:: Directive ::
Quote each of the following rows word for word, leaving nothing out and changing nothing.

:: Entries shown ::

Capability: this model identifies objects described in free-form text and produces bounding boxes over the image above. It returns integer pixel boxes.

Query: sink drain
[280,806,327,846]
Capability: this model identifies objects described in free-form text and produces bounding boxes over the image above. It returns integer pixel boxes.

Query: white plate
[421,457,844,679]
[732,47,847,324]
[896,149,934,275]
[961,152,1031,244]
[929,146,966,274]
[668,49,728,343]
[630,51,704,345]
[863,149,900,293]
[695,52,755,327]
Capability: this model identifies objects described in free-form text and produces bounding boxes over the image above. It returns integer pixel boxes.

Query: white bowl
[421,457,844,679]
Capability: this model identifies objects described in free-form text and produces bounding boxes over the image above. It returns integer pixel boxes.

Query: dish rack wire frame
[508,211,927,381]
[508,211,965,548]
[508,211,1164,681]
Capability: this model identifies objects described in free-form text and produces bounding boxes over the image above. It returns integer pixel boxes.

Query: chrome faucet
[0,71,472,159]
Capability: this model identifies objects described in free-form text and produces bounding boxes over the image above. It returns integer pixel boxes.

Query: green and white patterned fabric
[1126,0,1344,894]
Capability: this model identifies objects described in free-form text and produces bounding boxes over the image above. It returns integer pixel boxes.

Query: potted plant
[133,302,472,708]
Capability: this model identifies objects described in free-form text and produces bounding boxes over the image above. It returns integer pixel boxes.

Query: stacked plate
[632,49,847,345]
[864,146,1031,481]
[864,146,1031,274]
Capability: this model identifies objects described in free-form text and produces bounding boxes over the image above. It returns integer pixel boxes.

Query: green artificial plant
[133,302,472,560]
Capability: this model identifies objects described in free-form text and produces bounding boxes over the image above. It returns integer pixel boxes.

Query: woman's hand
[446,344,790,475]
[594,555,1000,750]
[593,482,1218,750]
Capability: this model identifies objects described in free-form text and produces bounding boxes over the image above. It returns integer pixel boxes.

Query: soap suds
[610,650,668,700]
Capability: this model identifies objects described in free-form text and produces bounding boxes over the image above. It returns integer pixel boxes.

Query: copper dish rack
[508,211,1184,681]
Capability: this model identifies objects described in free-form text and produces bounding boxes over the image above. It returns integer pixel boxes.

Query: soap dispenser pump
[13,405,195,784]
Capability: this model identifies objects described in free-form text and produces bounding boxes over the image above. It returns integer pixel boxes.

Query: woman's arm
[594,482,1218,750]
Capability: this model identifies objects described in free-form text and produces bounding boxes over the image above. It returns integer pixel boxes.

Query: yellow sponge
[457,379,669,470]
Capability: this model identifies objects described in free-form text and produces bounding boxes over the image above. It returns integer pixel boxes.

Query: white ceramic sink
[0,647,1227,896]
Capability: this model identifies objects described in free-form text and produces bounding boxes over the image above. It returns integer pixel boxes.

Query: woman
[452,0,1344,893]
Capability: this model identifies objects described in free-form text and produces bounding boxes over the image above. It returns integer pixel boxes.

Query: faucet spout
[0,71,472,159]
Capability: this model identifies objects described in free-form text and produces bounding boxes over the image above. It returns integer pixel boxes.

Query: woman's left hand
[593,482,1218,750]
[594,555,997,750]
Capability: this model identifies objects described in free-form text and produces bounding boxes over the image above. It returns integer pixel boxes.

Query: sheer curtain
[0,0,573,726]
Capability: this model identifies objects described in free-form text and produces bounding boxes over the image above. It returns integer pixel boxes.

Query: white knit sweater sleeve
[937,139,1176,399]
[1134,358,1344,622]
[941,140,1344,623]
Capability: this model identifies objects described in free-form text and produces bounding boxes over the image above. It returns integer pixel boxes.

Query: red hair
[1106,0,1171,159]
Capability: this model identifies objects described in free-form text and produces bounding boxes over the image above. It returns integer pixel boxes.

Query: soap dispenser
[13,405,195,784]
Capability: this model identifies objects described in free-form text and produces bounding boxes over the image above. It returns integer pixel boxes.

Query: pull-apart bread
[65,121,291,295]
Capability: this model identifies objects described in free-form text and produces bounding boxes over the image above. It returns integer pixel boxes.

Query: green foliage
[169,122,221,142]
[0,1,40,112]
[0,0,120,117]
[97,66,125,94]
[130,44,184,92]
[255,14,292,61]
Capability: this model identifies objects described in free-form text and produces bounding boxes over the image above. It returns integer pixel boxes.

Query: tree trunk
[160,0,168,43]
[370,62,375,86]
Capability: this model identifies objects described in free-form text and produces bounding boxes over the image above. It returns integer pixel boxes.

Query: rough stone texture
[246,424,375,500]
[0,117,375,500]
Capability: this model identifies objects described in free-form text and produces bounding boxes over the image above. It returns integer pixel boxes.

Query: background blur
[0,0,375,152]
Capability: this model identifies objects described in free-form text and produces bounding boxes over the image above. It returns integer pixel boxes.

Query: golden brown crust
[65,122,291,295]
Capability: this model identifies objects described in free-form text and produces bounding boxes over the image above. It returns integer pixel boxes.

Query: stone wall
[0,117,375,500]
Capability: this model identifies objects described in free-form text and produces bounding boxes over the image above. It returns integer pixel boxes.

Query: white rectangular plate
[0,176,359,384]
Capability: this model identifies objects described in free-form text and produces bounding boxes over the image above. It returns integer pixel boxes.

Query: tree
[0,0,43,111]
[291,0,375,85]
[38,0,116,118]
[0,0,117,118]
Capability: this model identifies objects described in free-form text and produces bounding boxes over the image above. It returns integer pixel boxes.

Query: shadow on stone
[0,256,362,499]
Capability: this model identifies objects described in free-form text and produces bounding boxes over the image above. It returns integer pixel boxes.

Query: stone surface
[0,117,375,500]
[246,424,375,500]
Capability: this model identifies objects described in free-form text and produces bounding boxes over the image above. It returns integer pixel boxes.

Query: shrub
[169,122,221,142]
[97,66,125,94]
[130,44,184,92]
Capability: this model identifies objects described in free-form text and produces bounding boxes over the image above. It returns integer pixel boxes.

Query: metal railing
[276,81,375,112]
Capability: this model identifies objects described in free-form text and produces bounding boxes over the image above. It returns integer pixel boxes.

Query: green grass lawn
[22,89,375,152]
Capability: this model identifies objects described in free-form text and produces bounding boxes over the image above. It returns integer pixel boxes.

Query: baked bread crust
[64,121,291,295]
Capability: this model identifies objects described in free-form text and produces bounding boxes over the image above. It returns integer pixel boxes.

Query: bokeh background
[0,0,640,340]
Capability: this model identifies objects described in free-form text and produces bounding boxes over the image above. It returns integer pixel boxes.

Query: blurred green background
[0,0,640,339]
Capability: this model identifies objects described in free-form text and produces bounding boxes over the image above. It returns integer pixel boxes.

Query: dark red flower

:::

:: Written solution ::
Capability: this model identifies objects described in free-form text and produces bounding boxes over the image above. It returns integer pixel boxes.

Query: sink drain
[280,806,327,846]
Capability: this model identifies objects described in free-form text and produces bounding boxes over the image above. It returns integer pixel boxes.

Query: white plate
[421,457,844,679]
[732,47,847,324]
[896,149,934,275]
[961,152,1031,244]
[929,146,966,274]
[668,49,728,343]
[630,51,704,345]
[863,149,900,293]
[695,52,755,327]
Capability: this model identifies objects described in free-form text and produces bounding boxes over the image above. It returns integer pixel boxes.

Query: white bowl
[421,457,844,679]
Capability: this model identifies objects described in free-form text and produces bounding boxes over the image above. It returns integer pixel boxes.

Query: dish rack wire frame
[508,211,927,381]
[508,211,965,548]
[508,211,1164,681]
Capability: this model identifies objects described in free-form text and produces bounding boxes over the image above. It returns integer pixel boxes.

Query: chrome faucet
[0,71,472,159]
Capability: this model identifies objects described in free-form text and produces bounding boxes over the image above. It returns integer pixel boxes.

Query: green and white patterned fabric
[1126,0,1344,894]
Capability: this model identifies objects described in free-form text and produces bounding boxes over the image above. It returns integer pixel boxes.

Query: potted plant
[133,302,472,708]
Capability: this model identifies objects described in free-form text and produces bounding boxes over the image above. It returns integer pixel boxes.

Query: stacked plate
[632,49,847,345]
[864,146,1031,481]
[864,146,1031,274]
Capability: this model identifies objects described in free-form text and produces bounding boxes over the image above. It returns integer pixel boxes.

Query: green artificial plant
[133,302,472,560]
Capability: this model identifies objects described in free-form text and produces bounding boxes over the image above. It returns integer pixel boxes.

Query: woman's hand
[446,344,790,475]
[594,555,1000,750]
[593,482,1218,750]
Capability: this model identifies objects described in free-form text and produces bounding boxes over the image above. It returns integer pixel boxes.

Query: soap suds
[610,650,668,700]
Capability: this model identifies objects described in free-form text and produces bounding boxes over the image above. It returns integer pixel boxes.

Query: copper dish rack
[508,211,1184,681]
Capability: this model identifies objects described in free-form text and produces bounding boxes over the image above. It returns integer pixel boxes.

Query: soap dispenser pump
[13,405,195,784]
Capability: this model identifies objects described in free-form text and produces bounding boxes over the image above. It returns integer pixel boxes.

Query: woman's arm
[594,482,1218,750]
Capability: this model identifies objects described in free-form text and produces bounding boxes over the image above. It returns integer pixel boxes.

Query: yellow sponge
[457,379,669,470]
Capability: this model identifies objects described in free-form text and produces bounding boxes over the image above. It returns integer pixel boxes.

Query: white ceramic sink
[0,647,1227,896]
Capability: this model identifies objects described in free-form text and produces bounding boxes over the image above. It returns integer pixel boxes.

Query: woman
[452,0,1344,893]
Capability: this model identifies objects described in free-form text and produces bounding boxes over the image above. It returns integer pixel boxes.

Query: faucet spout
[0,71,472,159]
Capability: this model identifies objects described in free-form text and produces bounding boxes over the image above. It returns integer pixel boxes.

Query: woman's left hand
[593,482,1218,750]
[594,555,997,750]
Capability: this model identifies objects described in free-form text and produces bounding boxes over the image above. It returns integer pixel boxes.

Query: sheer curtain
[0,0,573,726]
Capability: this model identifies objects described in free-form text and produces bounding boxes over the image above. It returns integer pixel boxes.

Query: white knit sweater sleeve
[937,139,1176,399]
[1134,358,1344,622]
[941,140,1344,623]
Capability: this model identifies objects described in free-form text and produces bounding boxes over the image above. It returns integer pixel boxes.

Query: red hair
[1106,0,1171,159]
Capability: this model identifies objects described in free-form text and produces bounding boxes over the image above. It returns integer pixel boxes.

Query: soap dispenser
[13,405,195,784]
Capability: this model identifies objects described in free-form text and produces bounding boxes over the image above. It returns integer pixel boxes.

Query: pull-apart bread
[65,121,291,295]
Capability: this model identifies objects described in free-form text and produces bounding boxes over the image above. It returns integer pixel boxes.

Query: green foliage
[169,122,221,142]
[0,1,40,112]
[0,0,120,117]
[97,66,125,94]
[130,44,184,92]
[255,14,292,61]
Capability: this model identifies objects described in free-form text and produces bounding boxes over the image above. It returns integer pixel boxes.

Query: tree trunk
[160,0,168,43]
[370,62,375,86]
Capability: this model identifies objects described in free-form text and produces bounding boxes over the image above. It returns integer pixel boxes.

Query: rough stone texture
[246,424,375,500]
[0,117,375,500]
Capability: this model identifies objects described in free-form text and produces bounding boxes over the image above. It returns integer pixel boxes.

Query: background blur
[0,0,375,152]
Capability: this model identifies objects described in free-form text and produces bounding boxes over the image above. It returns integer pixel boxes.

Query: golden brown crust
[65,122,291,295]
Capability: this model identifies objects described in free-form text and produces bounding boxes over the image above. It returns integer pixel boxes.

Query: stone wall
[0,117,375,500]
Capability: this model identifies objects described in free-form text and produces bounding boxes over the image above. It returns integer pixel boxes.

Query: white rectangular plate
[0,176,359,384]
Capability: this model identifies objects described in free-form text and produces bounding boxes over the image above. It returns integer pixel boxes.

Query: tree
[0,0,43,111]
[291,0,375,85]
[38,0,116,118]
[0,0,117,118]
Capability: this model identifies objects described in free-form text and produces bounding boxes over the image above. It returns integer pixel boxes.

Query: shadow on stone
[0,256,362,499]
Capability: this model identifies objects described in free-form text and produces bounding boxes over the image above. It returns integer pixel boxes.

Query: stone surface
[0,117,375,500]
[246,424,375,500]
Capability: this model identifies objects described in free-form text and produces bounding boxes over the image above. It returns integer pixel boxes.

Query: shrub
[169,122,221,142]
[97,66,125,94]
[130,44,184,92]
Capability: this model identifies objects described in free-form text and produces bounding boxes over the image above. It returns integer pixel boxes.

Query: metal railing
[276,81,375,112]
Capability: this model identifies objects described in free-form text and produces bounding boxes over the image above. It returns integer pixel boxes.

Query: green grass lawn
[22,89,375,152]
Capability: this model identifies objects described in free-form text and produces bounding boxes over the image above. It returns integer pixel boxes.

Query: baked bread crust
[64,121,291,295]
Capability: this model identifies objects described in free-form text and produces bounding boxes over the image above. It returns integer pixel boxes.

Query: bokeh background
[0,0,640,340]
Capability: this model identifies objects described in free-form text and produces bounding boxes over the image above. It returns integer pixel boxes.

Query: blurred green background
[0,0,640,339]
Capability: this model identifies objects described in free-form text and produces bounding boxes over the image above. It returns integer pixel boxes.

Query: dark red flower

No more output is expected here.